== Information supplied
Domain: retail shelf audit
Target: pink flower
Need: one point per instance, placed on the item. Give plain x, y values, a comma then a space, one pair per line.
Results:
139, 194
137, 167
====
* Task statement: Copy out every item above line for line, changing nothing.

* Expected output:
Domain: retail shelf audit
Target: pink flower
Need: one point per instance, placed on the item. Give plain x, y values, a comma then a space, one pair per line.
Results:
139, 194
137, 167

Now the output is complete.